[DOCUMENTO FUENTE]
10 de noviembre de 2013

Mossos vergonzosos (III)

Nuevamente los Mossos, es inevitable, aunque a mí no me gusta estirar excesivamente los temas, pero es que el tema se estira solo.

Hoy, domingo, leo en «La Vanguardia» un artículo de Javier Ricou que deriva de la carta de un lector (CAT) de días atrás que escenificaba la inquietud de un niño ante la inaudita evidencia de que ahora los policías eran los «malos». Realmente, la carta tiene un final poco menos que siniestro: «Yo le digo a mi hijo que seguro que hay policías buenos, pero él se ha ido a dormir inquieto por los que no lo son. Hoy, desgraciadamente, mi hijo ha aprendido a desconfiar de la policía».

Ricou pone en danza a fiscales, jueces, catedráticos de ética para que proclamen lo que es cierto y que debería ser evidente: que la labor general de los Mossos (excluyendo a la BRIMO, por mi parte: siempre he dicho que no reconozco a los antidisturbios como policías) es muy buena y que no se puede poner en la picota a todo un cuerpo por unas cuantas actuaciones lamentables.

Por eso decía yo en artículos anteriores que el problema -que existe- es básicamente interno. En primer lugar, hay demasiadas actuaciones lamentables. En segundo lugar, estas actuaciones lamentables se ven protegidas por una suerte de impunidad interna. En tercer lugar, en los pocos casos en que se ha llegado a la condena por sentencia firme, el indulto gubernamental ha sido prácticamente ritual.

En el caso que ha causado más alarma social, el de Juan Andrés Benítez, el vecino del Raval que resultó muerto tras una detención absolutamente espantosa, el comportamiento de mandos y políticos no ha podido ser, para la ciudadanía más indignante. Negar unos hechos que todos hemos visto, pedir presunciones de inocencia destruidas por varias imágenes, negarse a tomar medidas administrativas contra los Mossos que protagonizaron el incidente, no cepillarse inmediatamente al director general... ésas son las verdaderas causas del problema.

[INSTRUCCIONES DE TRABAJO]
Traduce al inglés esta oración del artículo sobre los Mossos: «Por eso decía yo en artículos anteriores que el problema -que existe- es básicamente interno.»

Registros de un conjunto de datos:
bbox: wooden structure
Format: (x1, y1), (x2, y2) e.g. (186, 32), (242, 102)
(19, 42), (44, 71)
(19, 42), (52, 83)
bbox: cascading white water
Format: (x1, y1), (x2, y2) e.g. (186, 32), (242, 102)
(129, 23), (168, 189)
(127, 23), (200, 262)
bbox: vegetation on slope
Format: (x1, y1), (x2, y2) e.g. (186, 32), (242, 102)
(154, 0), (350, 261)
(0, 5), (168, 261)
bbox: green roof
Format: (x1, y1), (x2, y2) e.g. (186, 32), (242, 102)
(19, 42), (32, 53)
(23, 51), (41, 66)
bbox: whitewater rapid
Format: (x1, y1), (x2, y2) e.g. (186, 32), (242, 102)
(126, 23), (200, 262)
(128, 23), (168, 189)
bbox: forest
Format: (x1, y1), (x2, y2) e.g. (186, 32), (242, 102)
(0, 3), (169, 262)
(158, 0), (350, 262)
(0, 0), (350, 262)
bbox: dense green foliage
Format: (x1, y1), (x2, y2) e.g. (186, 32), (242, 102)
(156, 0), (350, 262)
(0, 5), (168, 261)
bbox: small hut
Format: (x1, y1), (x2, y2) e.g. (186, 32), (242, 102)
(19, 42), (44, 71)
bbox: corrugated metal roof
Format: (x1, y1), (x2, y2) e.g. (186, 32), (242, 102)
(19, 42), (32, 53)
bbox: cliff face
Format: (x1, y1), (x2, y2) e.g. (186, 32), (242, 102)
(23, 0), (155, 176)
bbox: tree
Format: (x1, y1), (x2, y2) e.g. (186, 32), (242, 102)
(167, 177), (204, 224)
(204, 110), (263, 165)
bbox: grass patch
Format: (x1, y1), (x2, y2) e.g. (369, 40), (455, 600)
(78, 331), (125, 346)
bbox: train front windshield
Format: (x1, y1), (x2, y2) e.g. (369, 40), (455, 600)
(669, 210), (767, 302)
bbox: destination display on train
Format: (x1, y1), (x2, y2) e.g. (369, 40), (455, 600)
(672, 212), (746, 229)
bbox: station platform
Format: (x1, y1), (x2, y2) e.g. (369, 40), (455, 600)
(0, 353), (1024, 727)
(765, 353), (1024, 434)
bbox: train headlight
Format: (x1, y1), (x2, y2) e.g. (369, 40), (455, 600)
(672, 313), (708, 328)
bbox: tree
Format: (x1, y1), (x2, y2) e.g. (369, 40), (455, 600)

[ESPACIO DE RESPUESTA]
That is why I said in previous articles that the problem (which does exist) is basically internal.